[A run of records]
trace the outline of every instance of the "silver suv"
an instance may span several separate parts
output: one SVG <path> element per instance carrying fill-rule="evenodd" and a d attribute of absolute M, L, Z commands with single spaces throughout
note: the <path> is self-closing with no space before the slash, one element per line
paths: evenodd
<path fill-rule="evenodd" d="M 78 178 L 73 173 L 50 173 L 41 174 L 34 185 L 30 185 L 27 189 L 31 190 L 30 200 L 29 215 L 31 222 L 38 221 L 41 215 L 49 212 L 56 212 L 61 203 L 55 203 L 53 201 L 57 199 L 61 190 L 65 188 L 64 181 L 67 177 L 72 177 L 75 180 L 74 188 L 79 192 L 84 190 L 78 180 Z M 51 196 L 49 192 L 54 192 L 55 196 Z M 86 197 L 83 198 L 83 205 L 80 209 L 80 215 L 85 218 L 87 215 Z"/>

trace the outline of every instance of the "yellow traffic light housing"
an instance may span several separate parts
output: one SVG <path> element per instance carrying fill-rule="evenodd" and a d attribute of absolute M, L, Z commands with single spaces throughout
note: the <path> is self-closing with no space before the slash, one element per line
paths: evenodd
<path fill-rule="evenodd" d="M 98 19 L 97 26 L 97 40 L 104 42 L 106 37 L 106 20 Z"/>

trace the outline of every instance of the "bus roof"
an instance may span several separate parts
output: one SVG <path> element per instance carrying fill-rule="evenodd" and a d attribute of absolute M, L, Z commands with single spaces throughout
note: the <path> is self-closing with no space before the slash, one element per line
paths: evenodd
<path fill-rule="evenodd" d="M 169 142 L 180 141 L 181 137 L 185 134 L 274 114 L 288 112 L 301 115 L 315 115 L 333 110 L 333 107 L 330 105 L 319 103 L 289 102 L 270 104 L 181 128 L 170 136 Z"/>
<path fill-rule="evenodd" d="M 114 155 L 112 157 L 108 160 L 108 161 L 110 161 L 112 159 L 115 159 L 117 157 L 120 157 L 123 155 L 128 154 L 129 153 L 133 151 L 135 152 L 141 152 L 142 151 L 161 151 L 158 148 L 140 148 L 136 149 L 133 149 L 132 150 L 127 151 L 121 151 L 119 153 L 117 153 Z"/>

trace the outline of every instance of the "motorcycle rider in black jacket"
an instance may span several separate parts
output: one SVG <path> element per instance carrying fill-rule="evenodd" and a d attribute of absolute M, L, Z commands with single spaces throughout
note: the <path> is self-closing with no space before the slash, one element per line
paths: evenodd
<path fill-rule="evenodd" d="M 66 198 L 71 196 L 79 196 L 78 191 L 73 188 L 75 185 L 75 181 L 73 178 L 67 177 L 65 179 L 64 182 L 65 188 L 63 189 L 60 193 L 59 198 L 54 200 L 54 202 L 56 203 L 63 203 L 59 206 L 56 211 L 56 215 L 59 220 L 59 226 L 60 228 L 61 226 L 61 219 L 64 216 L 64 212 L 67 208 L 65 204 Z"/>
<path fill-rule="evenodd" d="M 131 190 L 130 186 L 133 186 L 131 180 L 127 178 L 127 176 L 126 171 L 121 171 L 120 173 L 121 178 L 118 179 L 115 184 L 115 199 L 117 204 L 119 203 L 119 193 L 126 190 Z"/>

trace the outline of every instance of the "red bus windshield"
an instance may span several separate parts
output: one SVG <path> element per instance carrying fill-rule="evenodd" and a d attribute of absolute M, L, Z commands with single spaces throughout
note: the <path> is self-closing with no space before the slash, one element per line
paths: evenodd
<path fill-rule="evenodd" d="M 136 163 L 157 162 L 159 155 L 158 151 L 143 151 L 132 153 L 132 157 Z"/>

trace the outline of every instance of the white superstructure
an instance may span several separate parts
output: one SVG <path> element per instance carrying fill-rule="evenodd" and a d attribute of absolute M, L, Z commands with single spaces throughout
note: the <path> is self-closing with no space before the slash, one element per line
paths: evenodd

Given request: Copy the material above line for line, with no changes.

Exercise result:
trace the outline of every instance of the "silver suv"
an instance may span several separate parts
output: one SVG <path> element per instance carrying fill-rule="evenodd" and a d attribute of absolute M, L, Z commands with single spaces throughout
note: the <path> is self-closing with no space before the slash, one element per line
paths: evenodd
<path fill-rule="evenodd" d="M 78 178 L 73 173 L 50 173 L 41 174 L 34 185 L 30 185 L 27 189 L 31 190 L 30 200 L 29 215 L 31 222 L 38 221 L 41 215 L 49 212 L 56 212 L 61 203 L 55 203 L 53 201 L 57 199 L 61 190 L 65 188 L 64 181 L 67 177 L 72 177 L 75 180 L 74 188 L 79 192 L 84 190 L 78 180 Z M 51 196 L 49 192 L 54 192 L 55 196 Z M 86 197 L 83 198 L 83 205 L 80 209 L 80 215 L 85 218 L 87 215 Z"/>

trace the outline of every instance of the "yellow traffic light housing"
an instance may span several separate parts
output: one SVG <path> element per instance carrying fill-rule="evenodd" and a d attribute of absolute M, L, Z commands with single spaces throughout
note: the <path> is self-closing with no space before the slash, one element per line
paths: evenodd
<path fill-rule="evenodd" d="M 98 19 L 97 26 L 97 40 L 104 42 L 106 37 L 106 20 Z"/>

trace the outline of every instance of the "bus roof"
an instance may span several separate parts
output: one SVG <path> element per instance carrying fill-rule="evenodd" and a d attribute of absolute M, L, Z commands with single spaces throughout
note: the <path> is self-closing with no space before the slash, one element per line
paths: evenodd
<path fill-rule="evenodd" d="M 169 142 L 180 141 L 181 137 L 185 134 L 274 114 L 288 112 L 301 115 L 315 115 L 333 110 L 333 107 L 330 105 L 319 103 L 289 102 L 270 104 L 181 128 L 170 136 Z"/>
<path fill-rule="evenodd" d="M 114 155 L 112 157 L 108 160 L 108 161 L 110 161 L 112 159 L 115 159 L 117 157 L 120 157 L 123 155 L 128 154 L 129 153 L 133 151 L 135 152 L 141 152 L 142 151 L 161 151 L 158 148 L 140 148 L 136 149 L 133 149 L 132 150 L 127 151 L 121 151 L 119 153 L 117 153 Z"/>

trace the outline of every instance of the "motorcycle rider in black jacket"
an instance may span several separate parts
output: one SVG <path> element per instance carrying fill-rule="evenodd" and a d attribute of absolute M, L, Z commands with single spaces throughout
note: the <path> is self-closing with no space before the slash, one element per line
paths: evenodd
<path fill-rule="evenodd" d="M 66 198 L 71 196 L 79 196 L 78 191 L 73 188 L 75 185 L 75 181 L 73 178 L 67 177 L 65 179 L 64 182 L 65 188 L 63 189 L 60 193 L 59 198 L 54 200 L 54 202 L 56 203 L 63 203 L 59 206 L 56 211 L 56 215 L 59 220 L 59 226 L 60 228 L 61 226 L 61 219 L 64 216 L 64 212 L 67 208 L 65 204 Z"/>
<path fill-rule="evenodd" d="M 131 190 L 130 186 L 133 186 L 131 180 L 127 178 L 127 176 L 126 171 L 121 171 L 120 173 L 121 178 L 118 179 L 115 184 L 115 199 L 117 204 L 119 203 L 119 193 L 126 190 Z"/>

trace the outline of every instance of the "red bus windshield"
an instance may span several separate parts
output: one SVG <path> element per instance carrying fill-rule="evenodd" and a d attribute of absolute M, L, Z commands with single spaces throughout
note: the <path> is self-closing with no space before the slash, one element per line
paths: evenodd
<path fill-rule="evenodd" d="M 136 163 L 157 162 L 159 155 L 158 151 L 143 151 L 132 153 L 132 157 Z"/>

trace the outline of every instance of the white superstructure
an instance may span several separate parts
output: one SVG <path> element per instance carrying fill-rule="evenodd" and a d attribute of absolute M, L, Z commands with single spaces throughout
note: the <path> is self-closing with no space before the slash, one element per line
paths: evenodd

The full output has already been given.